#### Set exercise:
Copy out every one of the entries below word for word, keeping each line and its order unchanged.

#### Working data:
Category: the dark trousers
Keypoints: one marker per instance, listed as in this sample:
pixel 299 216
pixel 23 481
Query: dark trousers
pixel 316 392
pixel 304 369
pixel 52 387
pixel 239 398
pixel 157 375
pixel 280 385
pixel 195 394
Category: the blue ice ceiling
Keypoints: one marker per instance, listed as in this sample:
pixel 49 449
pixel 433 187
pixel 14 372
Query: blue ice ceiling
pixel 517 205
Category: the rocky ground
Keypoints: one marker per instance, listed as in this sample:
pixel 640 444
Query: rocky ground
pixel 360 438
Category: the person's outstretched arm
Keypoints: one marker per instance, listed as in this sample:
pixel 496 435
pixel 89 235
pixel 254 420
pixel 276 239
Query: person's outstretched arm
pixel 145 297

#### Solution to the problem:
Category: the dark trousers
Keypoints: one marker per instance, listed as in this sample:
pixel 299 216
pixel 23 481
Query: dark trousers
pixel 316 392
pixel 304 369
pixel 52 387
pixel 239 398
pixel 157 375
pixel 280 385
pixel 195 394
Category: the blue ice ceiling
Keypoints: one marker per instance, listed as in this sample:
pixel 49 449
pixel 433 187
pixel 14 372
Query: blue ice ceiling
pixel 517 205
Category: the rocky ground
Keypoints: one marker per instance, listed as in this sample:
pixel 640 444
Query: rocky ground
pixel 360 438
Category: the person's outstretched arm
Keypoints: one marker per instance, listed as in this sample:
pixel 496 435
pixel 89 235
pixel 254 420
pixel 276 239
Query: person's outstretched arm
pixel 145 297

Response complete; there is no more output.